§ **Aim of the exercise**
Rewrite the NeRF weight-space summary from "This paper proposes" up to and including "unseen during training.", putting "thirteen NeRF architectures" wherever "13 NeRF architectures" appears.

=== Extract provided ===

Weight Space Representation Learning on Diverse NeRF Architectures¶

Conference: ICLR 2026 arXiv: 2502.09623 Code: Available (link provided in paper) Area: 3D Vision / NeRF Keywords: NeRF, weight space, graph meta-network, contrastive learning, architecture-agnostic

TL;DR¶

This paper proposes the first representation learning framework capable of processing weights from diverse NeRF architectures (MLP / tri-plane / hash table). By combining a Graph Meta-Network (GMN) encoder with a SigLIP contrastive loss, it constructs an architecture-agnostic latent space, enabling classification, retrieval, and language-grounded tasks across 13 NeRF architectures, with generalization to architectures unseen during training.

Background & Motivation¶

Background: NeRF encodes 3D information into network weights. Methods such as nf2vec and Cardace et al. perform downstream tasks (classification, retrieval) by processing NeRF weights, but are restricted to a single NeRF architecture family (MLP-only or tri-plane-only).

Limitations of Prior Work: The rapid diversification of NeRF architectures (MLP → tri-plane → hash table) requires a new processing framework to be designed for each new architecture, severely limiting practical applicability.

Key Challenge: The weight structures of different NeRF architectures differ substantially (MLP weight matrices vs. planar features vs. hash tables), making it non-trivial to construct a unified representation space.

Goal: Design an architecture-agnostic NeRF weight processing framework that maps representations of the same object across different NeRF architectures to nearby points in latent space.

Key Insight: Leverage Graph Meta-Networks (GMN) to convert arbitrary NeRF weights into parameter graphs, which are then processed by a GNN.

Core Idea: Apply a SigLIP contrastive loss to align embeddings of NeRFs representing the same object but trained with different architectures, enabling the GMN encoder to produce an architecture-agnostic latent space.

Method¶

Overall Architecture¶

NeRF weights are converted into parameter graphs, from which a GMN encoder extracts latent vectors. An nf2vec-style decoder reconstructs the radiance field. Training combines a rendering loss \(\mathcal{L}_R\) and a SigLIP contrastive loss \(\mathcal{L}_C\). At inference, the encoder output is directly used for classification, retrieval, and language-grounded tasks.

Key Designs¶

Parameter Graph Construction (NeRF → Graph):
- Function: Convert three NeRF architecture families into a unified graph representation.
- Mechanism: MLPs are represented using standard parameter graphs (weights as edge features); tri-planes follow the spatial parameter grid representation of Lim et al.; hash tables (new contribution of this paper)—a node is created for each table entry and each feature dimension, with the corresponding entry–feature value as the edge feature, avoiding the cubic complexity that would arise from explicitly modeling the underlying voxel grid.

=== Rows ===

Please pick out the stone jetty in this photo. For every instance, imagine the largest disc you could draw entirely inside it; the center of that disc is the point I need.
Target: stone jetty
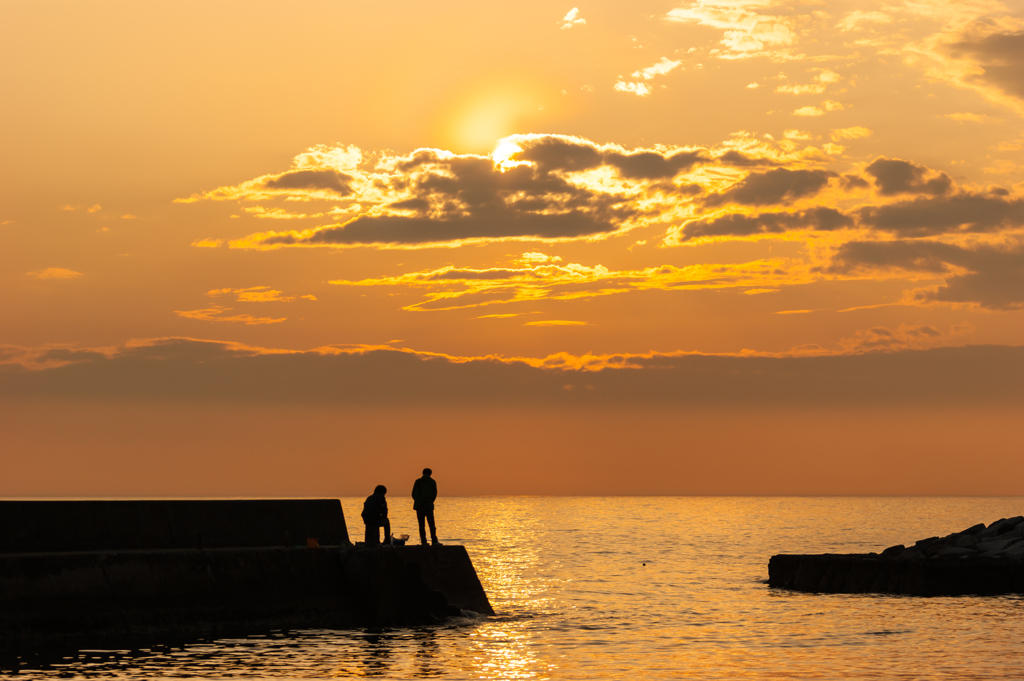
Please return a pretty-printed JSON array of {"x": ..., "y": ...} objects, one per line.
[
  {"x": 130, "y": 572},
  {"x": 982, "y": 560}
]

===

§ **Output for this task**
This paper proposes the first representation learning framework capable of processing weights from diverse NeRF architectures (MLP / tri-plane / hash table). By combining a Graph Meta-Network (GMN) encoder with a SigLIP contrastive loss, it constructs an architecture-agnostic latent space, enabling classification, retrieval, and language-grounded tasks across thirteen NeRF architectures, with generalization to architectures unseen during training.